▸ **EXERCISE BRIEF**
Put the listing below into a two-column CSV with the columns input and output, one row per item. Each row holds the item's text and its answer, each in one quoted field with line breaks replaced by spaces.

## BEGIN INPUT DATA

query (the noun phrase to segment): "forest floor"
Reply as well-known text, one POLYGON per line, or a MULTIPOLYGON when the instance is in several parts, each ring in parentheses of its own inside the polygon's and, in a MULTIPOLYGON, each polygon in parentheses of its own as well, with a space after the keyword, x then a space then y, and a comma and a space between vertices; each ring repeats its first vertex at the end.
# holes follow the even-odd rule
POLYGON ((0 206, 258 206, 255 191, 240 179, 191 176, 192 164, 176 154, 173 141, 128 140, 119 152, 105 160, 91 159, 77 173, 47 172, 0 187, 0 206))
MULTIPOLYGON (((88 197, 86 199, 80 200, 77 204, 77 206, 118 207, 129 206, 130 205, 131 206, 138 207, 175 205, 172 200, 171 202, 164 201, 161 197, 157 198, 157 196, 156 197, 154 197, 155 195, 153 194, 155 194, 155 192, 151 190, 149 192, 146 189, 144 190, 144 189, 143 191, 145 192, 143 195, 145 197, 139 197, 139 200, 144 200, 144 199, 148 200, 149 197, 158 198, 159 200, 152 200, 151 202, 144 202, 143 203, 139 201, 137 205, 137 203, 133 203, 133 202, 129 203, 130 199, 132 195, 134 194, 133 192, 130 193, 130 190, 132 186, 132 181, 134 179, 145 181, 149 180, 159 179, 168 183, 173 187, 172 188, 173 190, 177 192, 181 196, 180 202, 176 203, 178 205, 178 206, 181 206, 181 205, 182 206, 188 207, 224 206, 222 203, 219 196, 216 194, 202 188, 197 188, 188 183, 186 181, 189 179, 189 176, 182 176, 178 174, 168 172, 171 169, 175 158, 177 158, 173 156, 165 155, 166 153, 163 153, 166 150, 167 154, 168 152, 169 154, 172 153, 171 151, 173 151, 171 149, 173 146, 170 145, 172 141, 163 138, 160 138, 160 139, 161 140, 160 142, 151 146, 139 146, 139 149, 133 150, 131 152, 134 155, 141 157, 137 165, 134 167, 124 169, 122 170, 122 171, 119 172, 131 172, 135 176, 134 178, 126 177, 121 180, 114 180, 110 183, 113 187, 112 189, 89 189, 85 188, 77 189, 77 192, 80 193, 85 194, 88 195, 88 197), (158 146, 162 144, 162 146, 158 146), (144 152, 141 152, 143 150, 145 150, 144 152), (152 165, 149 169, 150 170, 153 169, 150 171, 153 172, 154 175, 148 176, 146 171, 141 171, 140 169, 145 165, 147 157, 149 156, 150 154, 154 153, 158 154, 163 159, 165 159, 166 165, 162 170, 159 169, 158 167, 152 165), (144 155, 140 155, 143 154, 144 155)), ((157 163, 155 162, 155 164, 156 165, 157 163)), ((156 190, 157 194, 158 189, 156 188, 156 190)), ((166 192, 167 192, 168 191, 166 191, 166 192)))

## END INPUT DATA

▸ **TASK OUTPUT**
input,output
"query (the noun phrase to segment): ""forest floor"" Reply as well-known text, one POLYGON per line, or a MULTIPOLYGON when the instance is in several parts, each ring in parentheses of its own inside the polygon's and, in a MULTIPOLYGON, each polygon in parentheses of its own as well, with a space after the keyword, x then a space then y, and a comma and a space between vertices; each ring repeats its first vertex at the end. # holes follow the even-odd rule","POLYGON ((0 206, 258 206, 255 191, 240 179, 191 176, 192 164, 176 154, 173 141, 128 140, 119 152, 105 160, 91 159, 77 173, 47 172, 0 187, 0 206)) MULTIPOLYGON (((88 197, 86 199, 80 200, 77 204, 77 206, 118 207, 129 206, 130 205, 131 206, 138 207, 175 205, 172 200, 171 202, 164 201, 161 197, 157 198, 157 196, 156 197, 154 197, 155 195, 153 194, 155 194, 155 192, 151 190, 149 192, 146 189, 144 190, 144 189, 143 191, 145 192, 143 195, 145 197, 139 197, 139 200, 144 200, 144 199, 148 200, 149 197, 158 198, 159 200, 152 200, 151 202, 144 202, 143 203, 139 201, 137 205, 137 203, 133 203, 133 202, 129 203, 130 199, 132 195, 134 194, 133 192, 130 193, 130 190, 132 186, 132 181, 134 179, 145 181, 149 180, 159 179, 168 183, 173 187, 172 188, 173 190, 177 192, 181 196, 180 202, 176 203, 178 205, 178 206, 181 206, 181 205, 182 206, 188 207, 224 206, 222 203, 219 196, 216 194, 202 188, 197 188, 188 183, 186 181, 189 179, 189 176, 182 176, 178 174, 168 172, 171 169, 175 158, 177 158, 173 156, 165 155, 166 153, 163 153, 166 150, 167 154, 168 152, 169 154, 172 153, 171 151, 173 151, 171 149, 173 146, 170 145, 172 141, 163 138, 160 138, 160 139, 161 140, 160 142, 151 146, 139 146, 139 149, 133 150, 131 152, 134 155, 141 157, 137 165, 134 167, 124 169, 122 170, 122 171, 119 172, 131 172, 135 176, 134 178, 126 177, 121 180, 114 180, 110 183, 113 187, 112 189, 89 189, 85 188, 77 189, 77 192, 80 193, 85 194, 88 195, 88 197), (158 146, 162 144, 162 146, 158 146), (144 152, 141 152, 143 150, 145 150, 144 152), (152 165, 149 169, 150 170, 153 169, 150 171, 153 172, 154 175, 148 176, 146 171, 141 171, 140 169, 145 165, 147 157, 149 156, 150 154, 154 153, 158 154, 163 159, 165 159, 166 165, 162 170, 159 169, 158 167, 152 165), (144 155, 140 155, 143 154, 144 155)), ((157 163, 155 162, 155 164, 156 165, 157 163)), ((156 190, 157 194, 158 189, 156 188, 156 190)), ((166 192, 167 192, 168 191, 166 191, 166 192)))"